▶ [Activity]:
Transcribe exactly, and only, the lines that run from the one containing "pick out the white cloud, placing" through the end of the records.

Dataset entries
○ ○ ○

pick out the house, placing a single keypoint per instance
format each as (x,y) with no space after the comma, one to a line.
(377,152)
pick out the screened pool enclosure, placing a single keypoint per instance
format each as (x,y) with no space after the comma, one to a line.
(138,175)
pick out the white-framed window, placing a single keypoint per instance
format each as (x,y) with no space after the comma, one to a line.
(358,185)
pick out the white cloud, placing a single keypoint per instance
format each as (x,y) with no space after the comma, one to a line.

○ ○ ○

▶ [Output of the exercise]:
pick out the white cloud, placing a single keypoint per instance
format each as (x,y) with no space after the comma, one to a line.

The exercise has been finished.